**GIVEN PASSAGE**
__________________________________________________

Find the amplitude of the motion given by x(t) = C cos ωt + D sin ωt.

Homework Equations


[/B]
x(t) = C cos ωt + D sin ωt

The Attempt at a Solution


[/B]
x(t) = C cos ωt + D sin ωt

x’(t) = -Cω sin ωt + Dω cos ωt

0 = -Cω sin ωt + Dω cos ωt

0 = -C sin ωt + D cos ωt

C sin ωt = D cos ωt

tan ωt = D/C

ωt = arctan D/C

t = (arctan D/C)/ω

x((arctan D/C)/ω) = C cos ω((arctan D/C)/ω)+ D sin ω((arctan D/C)/ω)

x((arctan D/C)/ω) = C/sqrt(1 + (D/C)^2) + D^2/Csqrt(1 + (D/C)^2)
 
Fascheue said:

Homework Statement



Find the amplitude of the motion given by x(t) = C cos ωt + D sin ωt.

__________________________________________________

**TASKS TO CARRY OUT**
[1] Please rewrite the amplitude problem, everything from "ωt = arctan" down to "D^2/Csqrt(1 + (D/C)^2)", changing "arctan" to "atan".
[2] Answer these questions on the amplitude problem:
(a) What motion does the problem ask for the amplitude of?
(b) What expression is given for x’(t)?
(c) What does tan ωt equal in the solution attempt?

**INFORMATION SUPPLIED**

__________________________________________________

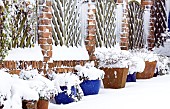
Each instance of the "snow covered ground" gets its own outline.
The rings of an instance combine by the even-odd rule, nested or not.
[[[170,75],[126,83],[122,89],[101,89],[67,105],[50,103],[49,109],[170,109]]]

__________________________________________________

**SOLUTIONS FOR EACH TASK**
[1]
ωt = atan D/C

t = (atan D/C)/ω

x((atan D/C)/ω) = C cos ω((atan D/C)/ω)+ D sin ω((atan D/C)/ω)

x((atan D/C)/ω) = C/sqrt(1 + (D/C)^2) + D^2/Csqrt(1 + (D/C)^2)

[2]
(a) x(t) = C cos ωt + D sin ωt
(b) x’(t) = -Cω sin ωt + Dω cos ωt
(c) D/C